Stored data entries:
========================================================================

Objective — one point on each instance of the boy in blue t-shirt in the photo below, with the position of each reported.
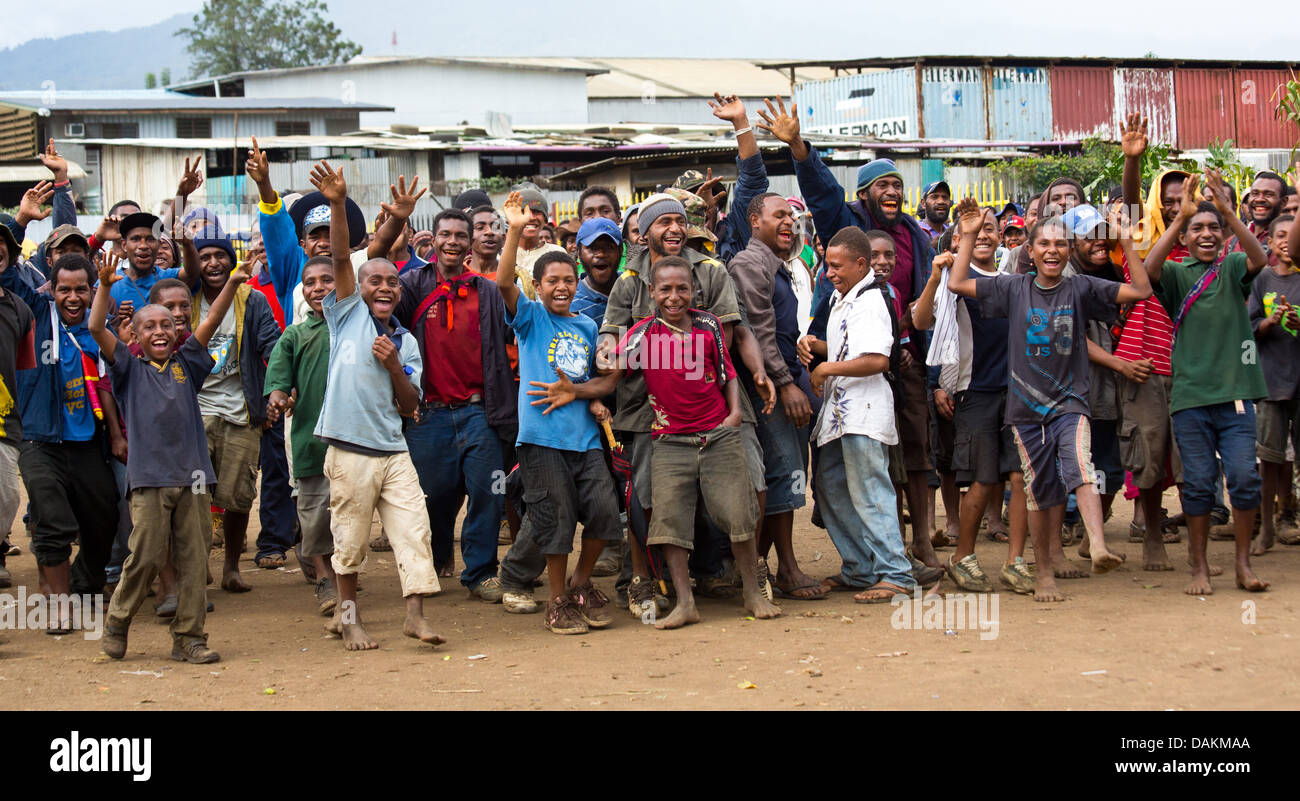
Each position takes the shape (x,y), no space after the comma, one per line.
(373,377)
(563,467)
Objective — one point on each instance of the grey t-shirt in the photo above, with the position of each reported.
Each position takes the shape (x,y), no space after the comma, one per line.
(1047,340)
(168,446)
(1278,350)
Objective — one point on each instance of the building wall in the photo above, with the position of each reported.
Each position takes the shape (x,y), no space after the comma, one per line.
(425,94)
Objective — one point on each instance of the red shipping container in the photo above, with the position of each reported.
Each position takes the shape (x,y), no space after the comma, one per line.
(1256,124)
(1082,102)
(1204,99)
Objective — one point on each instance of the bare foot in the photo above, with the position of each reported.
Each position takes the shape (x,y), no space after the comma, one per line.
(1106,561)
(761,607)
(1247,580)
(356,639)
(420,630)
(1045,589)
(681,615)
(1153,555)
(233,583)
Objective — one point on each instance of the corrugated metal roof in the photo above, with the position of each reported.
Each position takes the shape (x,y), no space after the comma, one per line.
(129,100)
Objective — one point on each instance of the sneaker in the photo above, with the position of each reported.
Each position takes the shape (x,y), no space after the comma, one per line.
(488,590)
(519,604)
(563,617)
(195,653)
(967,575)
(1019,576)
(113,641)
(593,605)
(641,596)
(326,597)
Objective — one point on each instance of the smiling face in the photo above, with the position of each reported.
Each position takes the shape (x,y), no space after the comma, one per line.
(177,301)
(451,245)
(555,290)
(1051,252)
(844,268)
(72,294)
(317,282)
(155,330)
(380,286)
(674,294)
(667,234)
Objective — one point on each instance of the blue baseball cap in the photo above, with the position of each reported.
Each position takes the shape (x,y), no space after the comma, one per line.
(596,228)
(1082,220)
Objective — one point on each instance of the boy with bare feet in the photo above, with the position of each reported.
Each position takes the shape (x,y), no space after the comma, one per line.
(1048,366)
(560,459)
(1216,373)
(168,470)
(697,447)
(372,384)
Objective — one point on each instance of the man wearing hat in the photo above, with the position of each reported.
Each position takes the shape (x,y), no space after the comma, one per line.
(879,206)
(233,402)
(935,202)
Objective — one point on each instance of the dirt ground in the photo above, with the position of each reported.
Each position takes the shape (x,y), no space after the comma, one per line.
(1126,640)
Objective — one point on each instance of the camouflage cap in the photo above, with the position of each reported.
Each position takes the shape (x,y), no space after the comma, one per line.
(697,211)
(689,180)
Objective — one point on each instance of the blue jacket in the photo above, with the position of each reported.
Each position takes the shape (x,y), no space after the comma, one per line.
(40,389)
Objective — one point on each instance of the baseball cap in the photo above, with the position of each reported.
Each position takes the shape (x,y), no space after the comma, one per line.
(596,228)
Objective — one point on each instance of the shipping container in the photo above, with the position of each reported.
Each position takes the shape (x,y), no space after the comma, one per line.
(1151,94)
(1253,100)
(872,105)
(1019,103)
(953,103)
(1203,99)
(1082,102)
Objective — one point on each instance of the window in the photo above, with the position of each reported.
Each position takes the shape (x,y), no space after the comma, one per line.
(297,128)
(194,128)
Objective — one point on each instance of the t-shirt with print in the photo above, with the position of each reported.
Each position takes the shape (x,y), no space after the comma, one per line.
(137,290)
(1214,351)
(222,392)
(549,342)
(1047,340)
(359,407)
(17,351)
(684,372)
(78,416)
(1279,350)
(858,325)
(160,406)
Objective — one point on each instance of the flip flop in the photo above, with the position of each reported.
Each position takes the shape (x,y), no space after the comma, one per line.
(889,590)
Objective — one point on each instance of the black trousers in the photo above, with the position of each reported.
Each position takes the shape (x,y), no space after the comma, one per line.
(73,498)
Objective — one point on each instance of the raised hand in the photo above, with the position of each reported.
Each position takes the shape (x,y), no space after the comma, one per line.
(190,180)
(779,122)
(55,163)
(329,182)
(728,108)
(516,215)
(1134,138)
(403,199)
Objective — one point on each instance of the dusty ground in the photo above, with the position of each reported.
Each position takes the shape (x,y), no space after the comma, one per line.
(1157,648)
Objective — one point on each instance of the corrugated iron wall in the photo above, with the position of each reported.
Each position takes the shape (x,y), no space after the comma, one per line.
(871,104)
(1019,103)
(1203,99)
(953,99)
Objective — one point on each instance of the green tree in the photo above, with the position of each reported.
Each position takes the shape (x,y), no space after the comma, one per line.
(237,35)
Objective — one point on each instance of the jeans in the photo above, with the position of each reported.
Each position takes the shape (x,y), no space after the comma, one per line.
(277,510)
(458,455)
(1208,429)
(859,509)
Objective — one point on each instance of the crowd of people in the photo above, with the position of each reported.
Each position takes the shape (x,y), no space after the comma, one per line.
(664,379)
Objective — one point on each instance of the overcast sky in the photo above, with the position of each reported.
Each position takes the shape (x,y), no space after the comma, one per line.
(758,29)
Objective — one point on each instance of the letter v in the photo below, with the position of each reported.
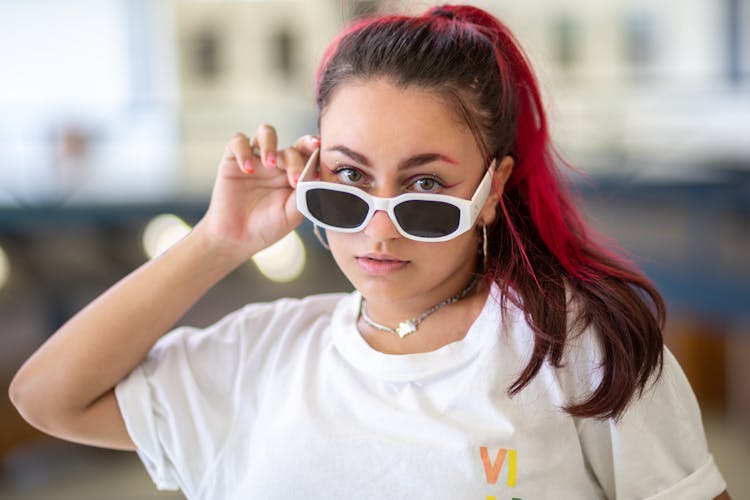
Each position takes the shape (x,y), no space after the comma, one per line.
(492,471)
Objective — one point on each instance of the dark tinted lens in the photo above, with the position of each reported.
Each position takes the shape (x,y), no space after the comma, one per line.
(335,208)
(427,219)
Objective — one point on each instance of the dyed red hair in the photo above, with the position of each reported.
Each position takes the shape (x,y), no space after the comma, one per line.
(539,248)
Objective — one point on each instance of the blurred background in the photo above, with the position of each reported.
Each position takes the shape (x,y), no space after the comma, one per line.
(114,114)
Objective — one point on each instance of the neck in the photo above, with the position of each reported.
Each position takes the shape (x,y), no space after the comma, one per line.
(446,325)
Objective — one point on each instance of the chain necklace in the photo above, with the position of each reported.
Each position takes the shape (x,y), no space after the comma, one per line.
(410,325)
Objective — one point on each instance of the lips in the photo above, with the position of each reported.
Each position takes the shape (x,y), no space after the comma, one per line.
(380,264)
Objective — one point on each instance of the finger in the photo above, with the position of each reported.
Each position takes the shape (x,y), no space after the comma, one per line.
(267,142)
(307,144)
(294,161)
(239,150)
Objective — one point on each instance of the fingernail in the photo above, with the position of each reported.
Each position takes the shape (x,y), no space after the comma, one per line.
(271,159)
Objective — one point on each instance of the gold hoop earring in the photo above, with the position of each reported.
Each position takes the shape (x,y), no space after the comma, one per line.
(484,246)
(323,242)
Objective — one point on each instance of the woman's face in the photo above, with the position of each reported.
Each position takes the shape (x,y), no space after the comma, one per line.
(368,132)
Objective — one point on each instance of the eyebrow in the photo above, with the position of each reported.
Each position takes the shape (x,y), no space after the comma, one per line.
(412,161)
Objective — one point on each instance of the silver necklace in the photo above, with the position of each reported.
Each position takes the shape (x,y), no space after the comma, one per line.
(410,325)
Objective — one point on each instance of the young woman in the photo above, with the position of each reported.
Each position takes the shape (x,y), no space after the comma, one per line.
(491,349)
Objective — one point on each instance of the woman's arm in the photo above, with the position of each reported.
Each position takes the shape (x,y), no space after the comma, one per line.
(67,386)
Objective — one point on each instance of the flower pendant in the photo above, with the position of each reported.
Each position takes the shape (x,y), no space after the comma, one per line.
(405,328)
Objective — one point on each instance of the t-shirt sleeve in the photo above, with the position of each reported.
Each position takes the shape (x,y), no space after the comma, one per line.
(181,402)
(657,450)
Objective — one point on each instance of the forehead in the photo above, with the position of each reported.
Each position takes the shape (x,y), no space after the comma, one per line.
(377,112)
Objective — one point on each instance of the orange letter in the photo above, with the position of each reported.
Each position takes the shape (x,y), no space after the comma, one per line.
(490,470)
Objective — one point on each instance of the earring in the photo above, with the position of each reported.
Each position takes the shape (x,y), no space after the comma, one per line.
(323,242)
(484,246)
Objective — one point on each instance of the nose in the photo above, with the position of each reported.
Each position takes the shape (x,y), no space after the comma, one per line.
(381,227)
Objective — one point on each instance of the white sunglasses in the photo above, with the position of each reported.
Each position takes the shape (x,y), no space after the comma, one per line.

========================================================================

WORK ORDER:
Could you give the number of lines in the entries that contain the string "necklace"? Only the number, please.

REPLY TO THE TASK:
2